Prompt 1
Pull out every line in the entries below that contains the string "sign".

-------- Selected extract

Serafina
13 years in, Seattle's finest Italian-American spot—and the best in Eastlake, easy—is an institution. Both owner Susan Kaufman and chef John Neumark, who's been at the restaurant three and a half years, obsess over Italian cooking. "We both go to Italy to remind ourselves of what the food is all about and the energy and vibe overall," Neumark says. "I just got back from a three-week stay there, where I celebrated my 40th birthday. In Italy, there's a warmth and generosity of spirit when it comes to dining that's very unique. With Italian food and wine, my feeling is you're feeding people. I take food and my job seriously, and am analytical about it, but it's there to sustain and please us. I'm a hedonist, and I want to give people pleasure." Mission accomplished, from a bruschetta highlighted by the green olive tapenade (chopped fine, not pulverized) to a terrific formaggio insalata to the ravioli con zucca, stuffed with roasted pumpkin, ricotta, and fresh nutmeg and served in a mixture of butter-sage sauce and pumpkin seed oil, all the way up to the dessert—most recently, a cornmeal and raspberry concoction that was on special and deserves better. "The idea," says Neuman, "is that we want to be people's third place. You have home, you have work, and you have a place to go that's a sanctuary, that you feel part of the family, taken care of. We're trying to provide people with as accurate a slice of Italy as we can get away with in Seattle." M.M.

----------------
-------- Provided information

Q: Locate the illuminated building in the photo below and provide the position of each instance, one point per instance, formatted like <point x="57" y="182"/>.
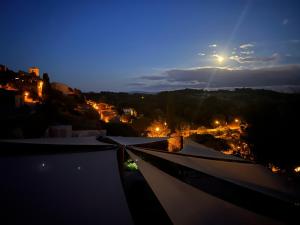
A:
<point x="34" y="70"/>
<point x="40" y="88"/>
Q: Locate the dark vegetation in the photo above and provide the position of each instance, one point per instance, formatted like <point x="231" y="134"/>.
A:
<point x="273" y="117"/>
<point x="210" y="141"/>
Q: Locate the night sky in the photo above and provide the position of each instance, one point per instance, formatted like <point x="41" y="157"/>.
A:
<point x="154" y="45"/>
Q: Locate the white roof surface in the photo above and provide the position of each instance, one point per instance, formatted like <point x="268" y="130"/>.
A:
<point x="190" y="206"/>
<point x="59" y="141"/>
<point x="80" y="188"/>
<point x="135" y="140"/>
<point x="249" y="175"/>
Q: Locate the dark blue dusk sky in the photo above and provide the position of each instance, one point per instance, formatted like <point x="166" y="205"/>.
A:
<point x="137" y="45"/>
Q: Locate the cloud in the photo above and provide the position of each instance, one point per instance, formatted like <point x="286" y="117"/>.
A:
<point x="247" y="52"/>
<point x="155" y="77"/>
<point x="252" y="59"/>
<point x="294" y="41"/>
<point x="246" y="46"/>
<point x="136" y="84"/>
<point x="285" y="21"/>
<point x="224" y="77"/>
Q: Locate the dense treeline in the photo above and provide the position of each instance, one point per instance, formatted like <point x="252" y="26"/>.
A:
<point x="273" y="117"/>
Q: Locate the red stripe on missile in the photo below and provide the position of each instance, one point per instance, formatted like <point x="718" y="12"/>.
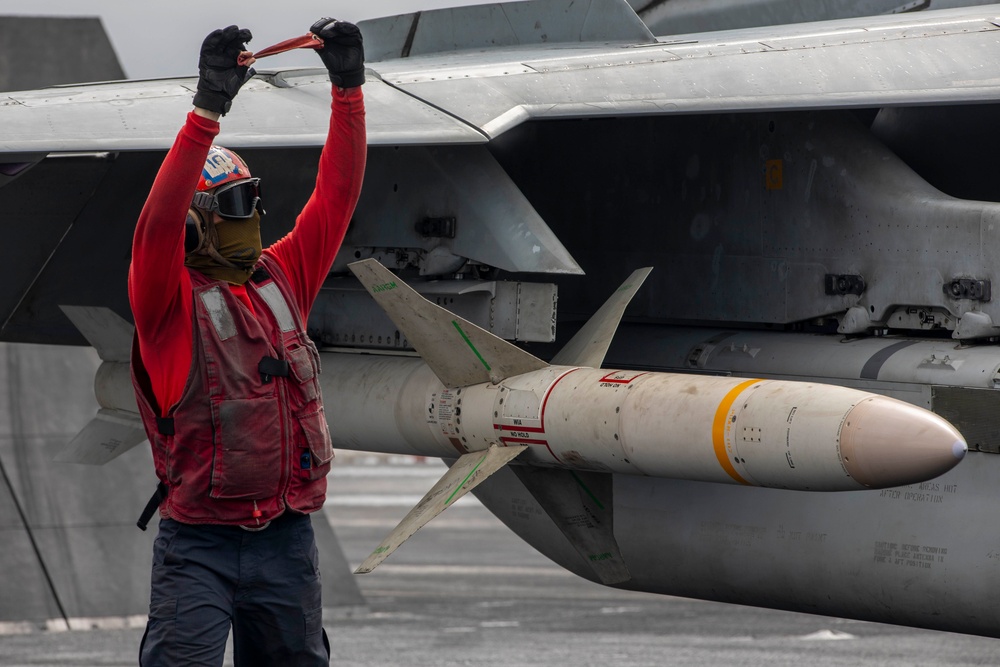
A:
<point x="524" y="441"/>
<point x="526" y="429"/>
<point x="620" y="377"/>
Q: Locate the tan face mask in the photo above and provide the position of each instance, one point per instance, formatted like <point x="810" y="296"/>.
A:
<point x="228" y="250"/>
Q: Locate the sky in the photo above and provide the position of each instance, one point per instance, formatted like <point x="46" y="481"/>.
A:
<point x="158" y="39"/>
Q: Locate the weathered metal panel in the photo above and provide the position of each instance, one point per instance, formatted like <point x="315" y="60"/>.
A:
<point x="503" y="24"/>
<point x="974" y="412"/>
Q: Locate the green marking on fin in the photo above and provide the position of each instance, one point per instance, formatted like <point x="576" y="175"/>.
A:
<point x="583" y="486"/>
<point x="384" y="287"/>
<point x="471" y="346"/>
<point x="459" y="488"/>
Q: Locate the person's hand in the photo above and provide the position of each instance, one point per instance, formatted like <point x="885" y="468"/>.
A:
<point x="223" y="67"/>
<point x="343" y="51"/>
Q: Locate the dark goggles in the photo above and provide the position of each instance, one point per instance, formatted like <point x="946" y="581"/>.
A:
<point x="233" y="200"/>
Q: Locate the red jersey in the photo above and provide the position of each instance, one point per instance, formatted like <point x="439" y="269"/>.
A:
<point x="159" y="284"/>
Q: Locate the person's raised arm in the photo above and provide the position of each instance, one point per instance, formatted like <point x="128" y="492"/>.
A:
<point x="307" y="252"/>
<point x="158" y="286"/>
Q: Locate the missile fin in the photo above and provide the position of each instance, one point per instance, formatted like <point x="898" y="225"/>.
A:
<point x="580" y="503"/>
<point x="590" y="344"/>
<point x="459" y="352"/>
<point x="109" y="434"/>
<point x="465" y="474"/>
<point x="103" y="328"/>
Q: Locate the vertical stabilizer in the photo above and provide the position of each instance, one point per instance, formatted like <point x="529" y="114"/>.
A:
<point x="459" y="352"/>
<point x="116" y="428"/>
<point x="468" y="472"/>
<point x="590" y="344"/>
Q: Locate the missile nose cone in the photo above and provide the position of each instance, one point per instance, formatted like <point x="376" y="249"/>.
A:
<point x="885" y="442"/>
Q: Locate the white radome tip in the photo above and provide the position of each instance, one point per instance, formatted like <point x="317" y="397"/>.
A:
<point x="959" y="449"/>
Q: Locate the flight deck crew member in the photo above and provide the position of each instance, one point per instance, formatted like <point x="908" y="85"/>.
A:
<point x="226" y="378"/>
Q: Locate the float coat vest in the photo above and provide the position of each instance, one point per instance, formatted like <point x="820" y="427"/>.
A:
<point x="248" y="438"/>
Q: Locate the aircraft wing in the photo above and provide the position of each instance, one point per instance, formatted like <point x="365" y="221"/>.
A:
<point x="455" y="78"/>
<point x="463" y="92"/>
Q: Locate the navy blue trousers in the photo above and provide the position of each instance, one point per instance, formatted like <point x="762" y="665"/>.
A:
<point x="264" y="585"/>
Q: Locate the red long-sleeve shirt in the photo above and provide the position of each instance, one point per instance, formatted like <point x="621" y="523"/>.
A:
<point x="159" y="285"/>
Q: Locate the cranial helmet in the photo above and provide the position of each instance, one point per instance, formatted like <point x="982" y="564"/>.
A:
<point x="226" y="186"/>
<point x="222" y="166"/>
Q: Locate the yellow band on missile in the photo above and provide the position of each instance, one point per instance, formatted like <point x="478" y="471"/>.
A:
<point x="719" y="430"/>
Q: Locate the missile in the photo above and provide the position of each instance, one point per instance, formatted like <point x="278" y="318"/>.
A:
<point x="564" y="427"/>
<point x="473" y="395"/>
<point x="771" y="433"/>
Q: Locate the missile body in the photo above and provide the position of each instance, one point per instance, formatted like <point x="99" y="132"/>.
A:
<point x="772" y="433"/>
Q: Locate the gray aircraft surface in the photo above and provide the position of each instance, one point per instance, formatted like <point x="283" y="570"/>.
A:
<point x="818" y="201"/>
<point x="674" y="17"/>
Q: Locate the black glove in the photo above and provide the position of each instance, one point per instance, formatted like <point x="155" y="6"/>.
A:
<point x="343" y="51"/>
<point x="220" y="75"/>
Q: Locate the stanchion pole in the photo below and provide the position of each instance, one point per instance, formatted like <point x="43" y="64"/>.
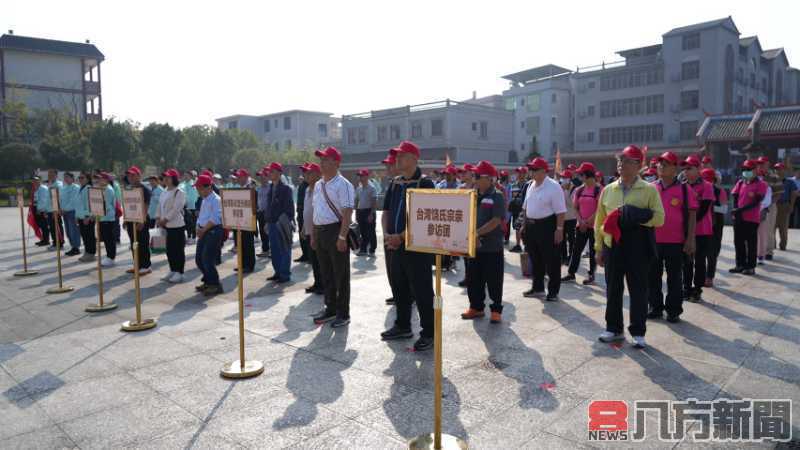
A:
<point x="437" y="440"/>
<point x="24" y="272"/>
<point x="241" y="368"/>
<point x="99" y="251"/>
<point x="140" y="324"/>
<point x="61" y="288"/>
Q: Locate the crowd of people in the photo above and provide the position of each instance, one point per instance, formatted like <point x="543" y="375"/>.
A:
<point x="667" y="215"/>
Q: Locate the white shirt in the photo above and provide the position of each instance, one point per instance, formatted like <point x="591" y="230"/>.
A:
<point x="170" y="207"/>
<point x="340" y="192"/>
<point x="544" y="200"/>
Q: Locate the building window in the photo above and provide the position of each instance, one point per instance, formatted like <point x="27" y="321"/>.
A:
<point x="634" y="134"/>
<point x="533" y="102"/>
<point x="437" y="128"/>
<point x="690" y="70"/>
<point x="416" y="129"/>
<point x="382" y="133"/>
<point x="691" y="41"/>
<point x="690" y="100"/>
<point x="688" y="130"/>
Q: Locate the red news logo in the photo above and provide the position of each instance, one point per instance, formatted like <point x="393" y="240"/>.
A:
<point x="608" y="420"/>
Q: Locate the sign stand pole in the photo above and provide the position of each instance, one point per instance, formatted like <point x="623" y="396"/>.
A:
<point x="61" y="288"/>
<point x="99" y="249"/>
<point x="139" y="325"/>
<point x="24" y="272"/>
<point x="241" y="368"/>
<point x="437" y="440"/>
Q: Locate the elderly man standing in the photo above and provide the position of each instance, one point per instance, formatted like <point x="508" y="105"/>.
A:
<point x="544" y="208"/>
<point x="628" y="211"/>
<point x="334" y="198"/>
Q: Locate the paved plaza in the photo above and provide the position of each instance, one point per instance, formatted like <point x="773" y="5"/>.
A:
<point x="70" y="379"/>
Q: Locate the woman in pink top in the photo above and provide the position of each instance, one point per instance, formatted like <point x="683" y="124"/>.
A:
<point x="747" y="196"/>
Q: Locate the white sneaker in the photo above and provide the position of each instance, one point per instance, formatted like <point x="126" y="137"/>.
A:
<point x="608" y="336"/>
<point x="177" y="277"/>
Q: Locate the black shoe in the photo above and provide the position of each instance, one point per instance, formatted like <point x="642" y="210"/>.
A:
<point x="395" y="333"/>
<point x="423" y="344"/>
<point x="323" y="317"/>
<point x="340" y="323"/>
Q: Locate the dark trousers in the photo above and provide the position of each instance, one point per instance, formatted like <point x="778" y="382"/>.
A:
<point x="745" y="240"/>
<point x="143" y="237"/>
<point x="262" y="231"/>
<point x="281" y="256"/>
<point x="581" y="239"/>
<point x="190" y="217"/>
<point x="109" y="238"/>
<point x="694" y="266"/>
<point x="87" y="235"/>
<point x="669" y="258"/>
<point x="715" y="247"/>
<point x="486" y="272"/>
<point x="568" y="244"/>
<point x="176" y="245"/>
<point x="626" y="264"/>
<point x="369" y="240"/>
<point x="545" y="254"/>
<point x="412" y="279"/>
<point x="206" y="256"/>
<point x="334" y="266"/>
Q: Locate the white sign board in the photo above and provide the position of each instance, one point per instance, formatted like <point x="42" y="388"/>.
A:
<point x="239" y="209"/>
<point x="133" y="205"/>
<point x="97" y="202"/>
<point x="441" y="221"/>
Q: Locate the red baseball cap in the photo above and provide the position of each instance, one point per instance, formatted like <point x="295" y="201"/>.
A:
<point x="633" y="152"/>
<point x="587" y="167"/>
<point x="538" y="164"/>
<point x="709" y="175"/>
<point x="203" y="180"/>
<point x="485" y="168"/>
<point x="691" y="161"/>
<point x="330" y="152"/>
<point x="408" y="147"/>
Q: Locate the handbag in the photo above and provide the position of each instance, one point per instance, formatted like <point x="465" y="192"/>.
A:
<point x="353" y="237"/>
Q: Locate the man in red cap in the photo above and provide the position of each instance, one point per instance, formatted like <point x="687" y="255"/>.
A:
<point x="694" y="266"/>
<point x="141" y="229"/>
<point x="366" y="207"/>
<point x="412" y="277"/>
<point x="334" y="199"/>
<point x="487" y="268"/>
<point x="280" y="223"/>
<point x="544" y="209"/>
<point x="639" y="207"/>
<point x="675" y="240"/>
<point x="748" y="193"/>
<point x="585" y="200"/>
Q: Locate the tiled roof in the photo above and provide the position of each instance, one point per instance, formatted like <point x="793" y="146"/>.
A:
<point x="30" y="44"/>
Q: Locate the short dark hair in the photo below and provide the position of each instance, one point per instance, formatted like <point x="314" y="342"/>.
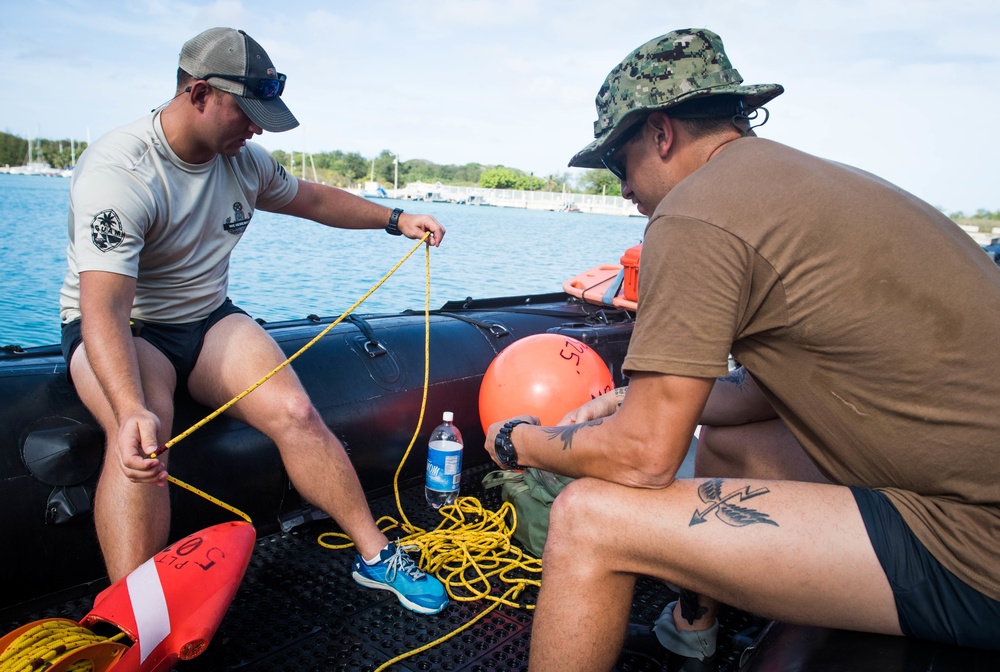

----------------

Prompt 2
Condense the paragraph of the Serafina review that begins "13 years in, Seattle's finest" into a bulleted list of its main facts.

Finished answer 1
Q: Locate the sign stand pole in the photo above and provide the position of each instance, one point per instance, formatted like <point x="623" y="396"/>.
Q: Locate the white sign board in the photo above and provide the position of each instance, one point per instance, formatted like <point x="42" y="388"/>.

Finished answer 2
- Serafina, in business for 13 years, is called Seattle's finest Italian-American restaurant and the best in Eastlake.
- Owner Susan Kaufman and chef John Neumark, who has been there three and a half years, both obsess over Italian cooking and travel to Italy to remind themselves what the food is about.
- Neumark recently returned from a three-week stay in Italy, where he celebrated his 40th birthday. He values the warmth and generosity of Italian dining and, calling himself a hedonist, wants to give people pleasure.
- Highlighted dishes include:
  - bruschetta with finely chopped green olive tapenade
  - a formaggio insalata
  - ravioli con zucca stuffed with roasted pumpkin, ricotta, and fresh nutmeg, served in butter-sage sauce and pumpkin seed oil
  - a cornmeal and raspberry dessert recently on special
- The restaurant aims to be people's "third place" after home and work. It wants to be a sanctuary where people feel part of the family, and to offer as accurate a slice of Italy as it can in Seattle.